[Listed entries]

::::

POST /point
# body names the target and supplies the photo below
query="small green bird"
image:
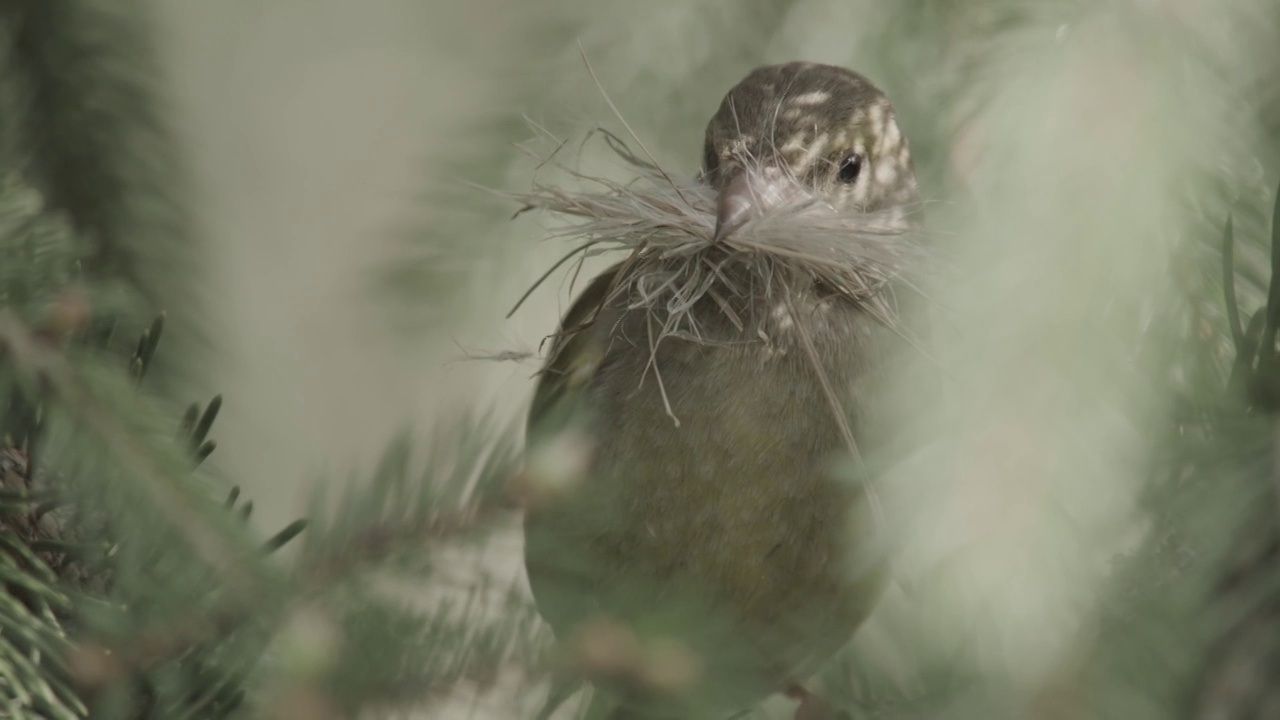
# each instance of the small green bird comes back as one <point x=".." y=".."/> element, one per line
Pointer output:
<point x="709" y="516"/>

::::

[Given request] Reproduce these lines exactly as they appear, leaving out the picture.

[Exercise result]
POST /point
# body names the target and supplies the photo below
query="small green bird"
image:
# each instance of the small green bird comes back as one <point x=".." y=".."/> element, one per line
Pointer output:
<point x="709" y="516"/>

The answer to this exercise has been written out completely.